EXTRACT TO READ -
US6379481B2

US6379481B2 - Method and apparatus for carrying out the annealing step of a galvannealing process

Info

Publication number: US6379481B2
Application number: US09/310,831
Authority: US
Inventors: Rolf Brisberger
Original assignee: SMS Schloemann Siemag AG
Current assignee: SMS Siemag AG
Priority date: 1998-05-16
Filing date: 1999-05-12
Publication date: 2002-04-30
Anticipated expiration: 2019-05-12
Also published as: CA2271816A1; EP0959145B1; EP0959145A1; US20010035240A1; JP2000026948A; ATE231191T1; DE59904014D1; DE19822156A1; ES2192356T3

Abstract

A method and an apparatus for carrying out the annealing step of a galvannealing process in which strips and sheets, particularly of steel, are subjected after galvanizing to an annealing step by heating the coated material and subsequently holding at final annealing temperature, wherein, during annealing, the heating step is interrupted by at least one additional holding step and, thus, a stepwise increase of the temperature over time is adjusted.

EXCERPTED DATA -
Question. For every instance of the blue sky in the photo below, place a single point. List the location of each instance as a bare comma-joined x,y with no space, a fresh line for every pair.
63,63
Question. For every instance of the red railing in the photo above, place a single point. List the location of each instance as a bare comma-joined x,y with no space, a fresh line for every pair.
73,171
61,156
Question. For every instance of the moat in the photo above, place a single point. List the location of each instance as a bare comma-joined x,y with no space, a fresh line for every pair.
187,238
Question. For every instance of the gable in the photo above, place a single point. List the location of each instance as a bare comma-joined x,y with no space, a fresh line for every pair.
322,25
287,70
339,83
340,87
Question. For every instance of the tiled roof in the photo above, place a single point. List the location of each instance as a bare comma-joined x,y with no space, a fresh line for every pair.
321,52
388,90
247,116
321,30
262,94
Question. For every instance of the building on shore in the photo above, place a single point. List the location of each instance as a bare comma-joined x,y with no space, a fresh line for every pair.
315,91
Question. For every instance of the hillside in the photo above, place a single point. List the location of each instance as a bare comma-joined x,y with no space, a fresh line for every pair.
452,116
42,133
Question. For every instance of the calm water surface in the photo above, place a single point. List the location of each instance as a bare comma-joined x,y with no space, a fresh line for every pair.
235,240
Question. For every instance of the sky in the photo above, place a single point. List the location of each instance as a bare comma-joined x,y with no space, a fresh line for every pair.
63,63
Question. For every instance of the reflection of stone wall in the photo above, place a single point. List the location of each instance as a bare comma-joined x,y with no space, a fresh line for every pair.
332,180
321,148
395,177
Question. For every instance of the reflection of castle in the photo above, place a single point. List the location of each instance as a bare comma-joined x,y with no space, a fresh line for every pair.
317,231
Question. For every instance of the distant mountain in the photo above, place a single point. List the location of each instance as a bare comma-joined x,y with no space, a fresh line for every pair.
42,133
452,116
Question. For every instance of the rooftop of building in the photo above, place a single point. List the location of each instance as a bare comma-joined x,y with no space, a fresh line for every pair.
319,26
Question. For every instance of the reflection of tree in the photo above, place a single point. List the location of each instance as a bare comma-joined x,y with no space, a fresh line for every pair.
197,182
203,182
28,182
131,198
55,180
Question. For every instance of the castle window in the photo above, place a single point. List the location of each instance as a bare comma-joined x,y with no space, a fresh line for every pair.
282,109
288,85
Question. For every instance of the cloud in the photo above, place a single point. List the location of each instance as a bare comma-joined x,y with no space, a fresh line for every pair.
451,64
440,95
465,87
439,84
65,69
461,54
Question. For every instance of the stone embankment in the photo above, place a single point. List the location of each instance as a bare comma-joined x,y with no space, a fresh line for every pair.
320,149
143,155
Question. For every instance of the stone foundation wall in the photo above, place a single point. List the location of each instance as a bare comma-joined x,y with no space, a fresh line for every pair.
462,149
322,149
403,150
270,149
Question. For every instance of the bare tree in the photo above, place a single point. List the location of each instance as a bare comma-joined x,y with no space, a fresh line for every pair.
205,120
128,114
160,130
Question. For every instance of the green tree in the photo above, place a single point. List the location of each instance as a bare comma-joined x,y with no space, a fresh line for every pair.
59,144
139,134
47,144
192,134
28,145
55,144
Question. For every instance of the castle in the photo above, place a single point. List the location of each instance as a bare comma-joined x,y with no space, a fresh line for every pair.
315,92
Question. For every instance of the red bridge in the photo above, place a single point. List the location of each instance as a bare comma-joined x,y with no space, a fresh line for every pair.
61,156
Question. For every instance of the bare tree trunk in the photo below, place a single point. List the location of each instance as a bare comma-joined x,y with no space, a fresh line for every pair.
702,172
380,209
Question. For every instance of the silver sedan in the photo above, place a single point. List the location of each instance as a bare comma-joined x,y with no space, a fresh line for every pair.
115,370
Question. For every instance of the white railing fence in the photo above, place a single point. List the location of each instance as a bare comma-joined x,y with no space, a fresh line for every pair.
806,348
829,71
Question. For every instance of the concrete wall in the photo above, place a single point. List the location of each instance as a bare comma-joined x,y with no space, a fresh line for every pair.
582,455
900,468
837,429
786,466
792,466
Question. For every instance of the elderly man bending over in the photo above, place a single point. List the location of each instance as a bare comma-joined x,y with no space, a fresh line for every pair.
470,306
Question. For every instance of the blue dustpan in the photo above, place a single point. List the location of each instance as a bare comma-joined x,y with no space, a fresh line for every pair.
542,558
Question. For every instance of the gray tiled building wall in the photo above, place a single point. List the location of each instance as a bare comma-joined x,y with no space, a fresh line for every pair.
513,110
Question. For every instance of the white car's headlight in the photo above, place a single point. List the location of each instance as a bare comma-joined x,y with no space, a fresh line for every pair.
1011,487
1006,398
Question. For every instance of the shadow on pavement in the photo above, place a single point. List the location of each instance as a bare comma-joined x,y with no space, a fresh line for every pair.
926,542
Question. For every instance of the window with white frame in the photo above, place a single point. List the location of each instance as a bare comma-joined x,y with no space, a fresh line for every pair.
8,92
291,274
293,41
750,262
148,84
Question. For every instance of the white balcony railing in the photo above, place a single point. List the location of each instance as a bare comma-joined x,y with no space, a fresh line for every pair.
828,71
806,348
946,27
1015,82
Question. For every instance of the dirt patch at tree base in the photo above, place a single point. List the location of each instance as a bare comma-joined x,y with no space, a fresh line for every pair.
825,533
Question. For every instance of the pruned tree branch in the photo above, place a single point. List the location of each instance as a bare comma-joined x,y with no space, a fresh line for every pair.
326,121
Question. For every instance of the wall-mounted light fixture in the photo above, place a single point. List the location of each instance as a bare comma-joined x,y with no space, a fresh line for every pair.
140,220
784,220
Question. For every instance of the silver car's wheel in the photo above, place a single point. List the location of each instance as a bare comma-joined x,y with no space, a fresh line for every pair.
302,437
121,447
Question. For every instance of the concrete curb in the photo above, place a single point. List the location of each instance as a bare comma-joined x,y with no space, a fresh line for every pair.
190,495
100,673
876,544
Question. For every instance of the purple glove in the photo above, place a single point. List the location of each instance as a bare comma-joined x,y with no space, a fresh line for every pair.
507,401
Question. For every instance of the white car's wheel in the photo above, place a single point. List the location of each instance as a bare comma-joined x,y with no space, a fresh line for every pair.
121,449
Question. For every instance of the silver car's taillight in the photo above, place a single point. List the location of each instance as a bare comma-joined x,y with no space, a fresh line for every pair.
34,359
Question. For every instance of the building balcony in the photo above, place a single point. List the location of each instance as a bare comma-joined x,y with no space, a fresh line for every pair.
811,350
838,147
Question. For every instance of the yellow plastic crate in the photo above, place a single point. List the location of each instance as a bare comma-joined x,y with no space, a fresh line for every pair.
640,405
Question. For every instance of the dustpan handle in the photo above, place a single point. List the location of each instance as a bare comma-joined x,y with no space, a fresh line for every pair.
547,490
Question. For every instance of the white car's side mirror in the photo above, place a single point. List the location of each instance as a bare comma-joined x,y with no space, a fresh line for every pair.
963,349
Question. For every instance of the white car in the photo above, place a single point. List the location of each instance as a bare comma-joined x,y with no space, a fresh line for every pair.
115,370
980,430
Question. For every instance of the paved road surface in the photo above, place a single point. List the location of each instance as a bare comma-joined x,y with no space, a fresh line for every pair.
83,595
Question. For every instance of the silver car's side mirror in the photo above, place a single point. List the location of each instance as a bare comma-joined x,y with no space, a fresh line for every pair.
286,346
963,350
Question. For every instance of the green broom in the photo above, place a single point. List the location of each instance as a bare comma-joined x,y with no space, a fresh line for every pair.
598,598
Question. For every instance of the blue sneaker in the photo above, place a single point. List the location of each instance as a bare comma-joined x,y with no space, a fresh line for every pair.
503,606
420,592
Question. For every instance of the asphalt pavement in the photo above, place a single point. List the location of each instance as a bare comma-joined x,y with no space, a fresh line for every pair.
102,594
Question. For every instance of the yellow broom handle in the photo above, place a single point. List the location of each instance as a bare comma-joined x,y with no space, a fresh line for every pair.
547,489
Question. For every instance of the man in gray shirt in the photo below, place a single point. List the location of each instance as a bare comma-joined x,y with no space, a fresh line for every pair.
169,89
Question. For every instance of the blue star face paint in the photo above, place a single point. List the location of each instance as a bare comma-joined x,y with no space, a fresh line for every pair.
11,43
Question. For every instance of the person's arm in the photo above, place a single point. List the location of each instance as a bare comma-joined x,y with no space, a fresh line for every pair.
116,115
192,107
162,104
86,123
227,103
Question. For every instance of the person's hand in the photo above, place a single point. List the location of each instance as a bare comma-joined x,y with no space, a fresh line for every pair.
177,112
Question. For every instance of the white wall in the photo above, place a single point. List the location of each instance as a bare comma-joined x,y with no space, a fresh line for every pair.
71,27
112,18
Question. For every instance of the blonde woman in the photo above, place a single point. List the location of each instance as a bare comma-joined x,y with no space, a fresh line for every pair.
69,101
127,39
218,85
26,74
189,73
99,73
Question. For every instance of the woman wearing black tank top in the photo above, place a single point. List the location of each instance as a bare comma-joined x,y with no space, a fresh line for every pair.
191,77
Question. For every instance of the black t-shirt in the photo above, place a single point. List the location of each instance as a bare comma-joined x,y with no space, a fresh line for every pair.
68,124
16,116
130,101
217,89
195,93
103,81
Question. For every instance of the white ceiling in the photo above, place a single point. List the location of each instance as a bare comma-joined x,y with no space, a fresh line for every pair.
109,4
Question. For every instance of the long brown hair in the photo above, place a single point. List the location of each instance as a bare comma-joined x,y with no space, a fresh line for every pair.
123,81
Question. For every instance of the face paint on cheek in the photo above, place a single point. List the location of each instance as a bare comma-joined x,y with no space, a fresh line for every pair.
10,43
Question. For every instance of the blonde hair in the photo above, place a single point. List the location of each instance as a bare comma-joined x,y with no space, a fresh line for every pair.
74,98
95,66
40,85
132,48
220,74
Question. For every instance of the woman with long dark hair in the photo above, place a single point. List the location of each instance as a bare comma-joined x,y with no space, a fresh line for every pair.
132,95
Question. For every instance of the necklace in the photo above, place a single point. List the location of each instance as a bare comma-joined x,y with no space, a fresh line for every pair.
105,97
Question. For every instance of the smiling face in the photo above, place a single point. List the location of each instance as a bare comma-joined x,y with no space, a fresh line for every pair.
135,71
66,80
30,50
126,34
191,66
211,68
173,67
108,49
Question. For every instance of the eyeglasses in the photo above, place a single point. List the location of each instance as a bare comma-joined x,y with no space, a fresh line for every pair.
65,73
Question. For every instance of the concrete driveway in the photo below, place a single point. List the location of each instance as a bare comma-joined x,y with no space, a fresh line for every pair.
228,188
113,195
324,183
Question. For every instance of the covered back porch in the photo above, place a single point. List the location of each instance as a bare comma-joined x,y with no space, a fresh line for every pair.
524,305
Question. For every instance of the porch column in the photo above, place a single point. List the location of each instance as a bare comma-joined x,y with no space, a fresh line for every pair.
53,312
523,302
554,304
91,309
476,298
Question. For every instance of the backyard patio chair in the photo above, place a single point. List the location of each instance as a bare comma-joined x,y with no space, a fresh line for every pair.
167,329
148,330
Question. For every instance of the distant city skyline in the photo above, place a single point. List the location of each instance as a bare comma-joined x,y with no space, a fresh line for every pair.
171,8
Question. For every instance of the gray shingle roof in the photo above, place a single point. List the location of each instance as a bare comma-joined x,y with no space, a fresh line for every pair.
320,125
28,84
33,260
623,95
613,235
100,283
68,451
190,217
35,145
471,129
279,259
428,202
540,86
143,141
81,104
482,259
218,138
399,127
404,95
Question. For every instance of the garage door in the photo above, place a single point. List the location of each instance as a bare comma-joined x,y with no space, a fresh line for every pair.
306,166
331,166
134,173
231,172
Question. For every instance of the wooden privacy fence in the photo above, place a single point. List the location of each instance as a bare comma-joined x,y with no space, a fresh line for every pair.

WHAT YOU NEED TO DO - Copy out the whole galvannealing patent page above word for word, from the first line to the last.

CORRECT RESPONSE -
US6379481B2

US6379481B2 - Method and apparatus for carrying out the annealing step of a galvannealing process

Info

Publication number: US6379481B2
Application number: US09/310,831
Authority: US
Inventors: Rolf Brisberger
Original assignee: SMS Schloemann Siemag AG
Current assignee: SMS Siemag AG
Priority date: 1998-05-16
Filing date: 1999-05-12
Publication date: 2002-04-30
Anticipated expiration: 2019-05-12
Also published as: CA2271816A1; EP0959145B1; EP0959145A1; US20010035240A1; JP2000026948A; ATE231191T1; DE59904014D1; DE19822156A1; ES2192356T3

Abstract

A method and an apparatus for carrying out the annealing step of a galvannealing process in which strips and sheets, particularly of steel, are subjected after galvanizing to an annealing step by heating the coated material and subsequently holding at final annealing temperature, wherein, during annealing, the heating step is interrupted by at least one additional holding step and, thus, a stepwise increase of the temperature over time is adjusted.